*Work to complete:* Transcribe each entry below exactly. Pictures do not go in the copy.

*Extracted data:*
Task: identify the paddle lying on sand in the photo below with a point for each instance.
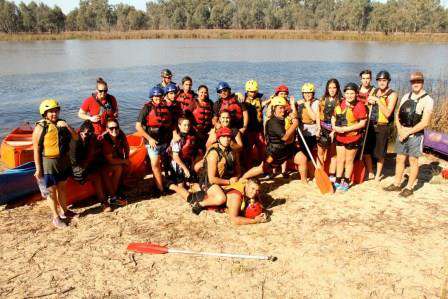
(359, 168)
(158, 249)
(322, 180)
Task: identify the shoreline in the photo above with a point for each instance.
(230, 34)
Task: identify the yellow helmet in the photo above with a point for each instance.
(251, 85)
(308, 87)
(48, 104)
(278, 101)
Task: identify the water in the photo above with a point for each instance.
(67, 70)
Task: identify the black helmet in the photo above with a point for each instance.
(383, 75)
(166, 73)
(351, 86)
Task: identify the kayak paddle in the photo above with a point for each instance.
(322, 180)
(152, 248)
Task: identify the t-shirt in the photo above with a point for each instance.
(92, 107)
(360, 113)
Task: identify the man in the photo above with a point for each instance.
(414, 116)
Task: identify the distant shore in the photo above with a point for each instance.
(230, 34)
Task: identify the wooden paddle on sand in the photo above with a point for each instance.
(322, 180)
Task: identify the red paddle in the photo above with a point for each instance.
(152, 248)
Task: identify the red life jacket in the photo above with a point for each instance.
(159, 115)
(235, 109)
(203, 114)
(186, 100)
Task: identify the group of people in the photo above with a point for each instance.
(210, 153)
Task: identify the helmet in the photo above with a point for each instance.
(351, 86)
(251, 85)
(383, 75)
(156, 91)
(48, 104)
(166, 73)
(170, 87)
(222, 85)
(308, 87)
(278, 101)
(223, 131)
(281, 88)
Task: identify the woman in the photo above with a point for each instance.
(51, 142)
(87, 162)
(325, 142)
(99, 107)
(116, 153)
(155, 125)
(349, 119)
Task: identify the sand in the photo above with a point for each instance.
(361, 244)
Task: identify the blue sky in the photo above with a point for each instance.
(68, 5)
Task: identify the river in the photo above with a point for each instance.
(66, 70)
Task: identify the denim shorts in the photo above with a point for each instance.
(412, 146)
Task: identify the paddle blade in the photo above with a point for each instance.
(147, 248)
(359, 172)
(323, 181)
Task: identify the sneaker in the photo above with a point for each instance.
(392, 187)
(406, 192)
(58, 223)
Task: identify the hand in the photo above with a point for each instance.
(95, 118)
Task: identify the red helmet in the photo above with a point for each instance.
(223, 131)
(281, 88)
(253, 210)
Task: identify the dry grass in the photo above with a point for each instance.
(232, 34)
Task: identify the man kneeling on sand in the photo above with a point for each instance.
(242, 202)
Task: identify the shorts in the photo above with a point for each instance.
(412, 146)
(159, 150)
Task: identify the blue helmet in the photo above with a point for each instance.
(156, 91)
(170, 87)
(222, 85)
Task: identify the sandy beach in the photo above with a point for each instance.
(361, 244)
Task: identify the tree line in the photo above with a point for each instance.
(340, 15)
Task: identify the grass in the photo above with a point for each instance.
(230, 34)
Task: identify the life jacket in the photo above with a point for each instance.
(235, 109)
(377, 117)
(186, 101)
(203, 114)
(408, 112)
(326, 109)
(303, 115)
(345, 118)
(255, 112)
(54, 141)
(363, 96)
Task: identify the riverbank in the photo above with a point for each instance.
(231, 34)
(364, 243)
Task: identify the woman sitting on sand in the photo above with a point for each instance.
(242, 201)
(349, 118)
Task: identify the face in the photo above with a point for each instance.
(224, 119)
(252, 190)
(52, 114)
(187, 85)
(224, 93)
(332, 90)
(350, 95)
(366, 80)
(382, 83)
(112, 128)
(101, 90)
(184, 126)
(308, 96)
(202, 94)
(417, 86)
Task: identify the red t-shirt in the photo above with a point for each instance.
(92, 107)
(360, 113)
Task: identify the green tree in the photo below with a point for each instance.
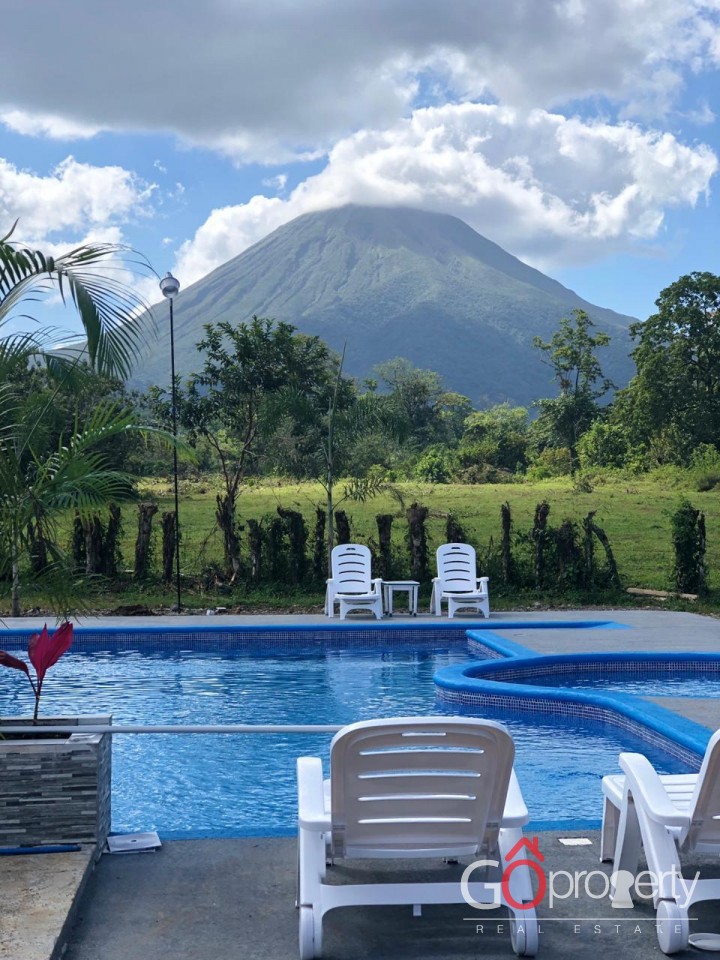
(676, 392)
(257, 380)
(571, 353)
(41, 474)
(424, 412)
(498, 436)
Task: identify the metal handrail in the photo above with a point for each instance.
(174, 728)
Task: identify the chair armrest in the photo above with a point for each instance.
(515, 813)
(645, 785)
(311, 800)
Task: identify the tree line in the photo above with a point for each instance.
(267, 400)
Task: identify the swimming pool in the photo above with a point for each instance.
(200, 785)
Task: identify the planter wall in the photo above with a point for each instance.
(55, 790)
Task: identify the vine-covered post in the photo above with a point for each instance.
(384, 523)
(505, 550)
(539, 536)
(417, 537)
(143, 544)
(168, 527)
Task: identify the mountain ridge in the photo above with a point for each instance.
(395, 281)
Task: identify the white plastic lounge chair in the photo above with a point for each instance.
(672, 818)
(457, 581)
(351, 585)
(413, 787)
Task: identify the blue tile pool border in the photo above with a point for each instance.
(367, 634)
(497, 681)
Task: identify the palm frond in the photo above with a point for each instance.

*Reply:*
Task: identify the paddle lying on sand in the photo below with a point for each instance.
(359, 168)
(158, 249)
(322, 180)
Task: identify the shoreline in the photo above with a point for each instance.
(230, 34)
Task: identify the yellow helmet in the photo above with a point for each instance.
(251, 85)
(308, 87)
(48, 104)
(278, 101)
Task: identify the water in the photo above with a point for each instance.
(67, 70)
Task: identify the black helmet in the photo above with a point for each instance.
(383, 75)
(166, 73)
(351, 86)
Task: identify the kayak paddle in the photo above with a point for each instance.
(322, 180)
(152, 248)
Task: identify the t-shirt in the photo above with a point for each instance.
(92, 107)
(360, 113)
Task: identify the man in the photo above with a point for each instance.
(414, 116)
Task: identify the distant shore in the photo above with a point for each instance.
(230, 34)
Task: identify the wooden paddle on sand in the photo above with a point for each instance.
(322, 180)
Task: identify the red paddle in the photo above with a point for each instance.
(152, 248)
Task: identify the red life jacket in the photo above with a point for each instance.
(159, 115)
(235, 109)
(203, 114)
(186, 100)
Task: identify the group of people in the photo above with a point for each instance.
(210, 153)
Task: identify the helmet in the photo above with a point for each instance.
(351, 86)
(251, 85)
(383, 75)
(156, 91)
(48, 104)
(166, 73)
(170, 87)
(222, 85)
(308, 87)
(278, 101)
(223, 131)
(281, 88)
Task: identify the woman in the photo above with a point for each instance.
(51, 142)
(87, 162)
(325, 142)
(99, 107)
(116, 153)
(155, 125)
(349, 119)
Task: identify the sand in the photo above with a point for each instance.
(361, 244)
Task: identify the blue sky in the photo above with a point for each instance.
(68, 5)
Task: identify the river in the photo above with a point for each instance.
(66, 70)
Task: identify the denim shorts in the photo above with a point for each instance.
(412, 146)
Task: identify the paddle blade in the photo above with a point for each instance.
(147, 248)
(359, 172)
(323, 181)
Task: identify the sneaker in the photo above with a point for each instance.
(392, 187)
(406, 192)
(58, 223)
Task: identify the hand in the photo above with a point for each instance.
(95, 118)
Task: identify the red helmet in the photo above with a point for each instance.
(223, 131)
(281, 88)
(253, 210)
Task: identify the dry grass in the photo above with a point for each instance.
(232, 34)
Task: identify the man kneeling on sand in the photo above with a point for each instance.
(242, 202)
Task: identify the shorts in the photo above with a point for each instance.
(412, 146)
(159, 150)
Task: identify the blue helmet in the photo above with a point for each instance.
(156, 91)
(170, 87)
(222, 85)
Task: identify the sandy beach in the photo above with a point for each instance.
(361, 244)
Task: identify the tree line in the photo above with a point for each instance.
(340, 15)
Task: identify the grass in the photo above with a point for each instance.
(230, 34)
Task: identify the life jacket in the photo above with a point for each instance.
(235, 109)
(377, 117)
(186, 101)
(203, 114)
(408, 112)
(326, 109)
(303, 115)
(345, 118)
(255, 112)
(54, 141)
(363, 96)
Task: identify the riverbank in the photo above with a point for each instance.
(231, 34)
(364, 243)
Task: identify the woman sitting on sand in the photo above with a point for each instance.
(242, 201)
(349, 118)
Task: identify the face in the photo above with a point for each instance.
(224, 119)
(252, 190)
(52, 114)
(187, 85)
(224, 93)
(332, 90)
(350, 95)
(366, 80)
(382, 83)
(112, 128)
(101, 90)
(184, 126)
(308, 96)
(202, 94)
(417, 86)
Task: identify the red t-shirt in the photo above with a point for each instance.
(92, 107)
(360, 113)
Task: identify the green tree in the photo below with a point for each instance.
(676, 392)
(257, 380)
(571, 353)
(41, 474)
(424, 412)
(498, 436)
Task: identify the metal handrail in the photo above with a point for each instance.
(174, 728)
Task: identify the chair armrest in the photo above with a point for each instance.
(515, 813)
(645, 785)
(311, 800)
Task: identify the tree line in the photo above with a point for each instance.
(267, 400)
Task: identify the swimming pool in the photo above with a point for each instance.
(200, 785)
Task: identify the planter wall in the photo above with a point for each instance.
(55, 790)
Task: identify the vine-covered post in the photo above with a point for each instance.
(384, 523)
(505, 550)
(539, 536)
(417, 537)
(143, 544)
(168, 527)
Task: identify the mountain ridge in the photo above with a point for each instance.
(395, 281)
Task: identify the white plastic lounge chair in the photo above with a point for each instance.
(672, 818)
(457, 581)
(351, 585)
(413, 787)
Task: identify the blue tile pool border in the photo above with a point for each instance.
(367, 634)
(497, 681)
Task: identify the palm frond in the photo above with a point for each instance.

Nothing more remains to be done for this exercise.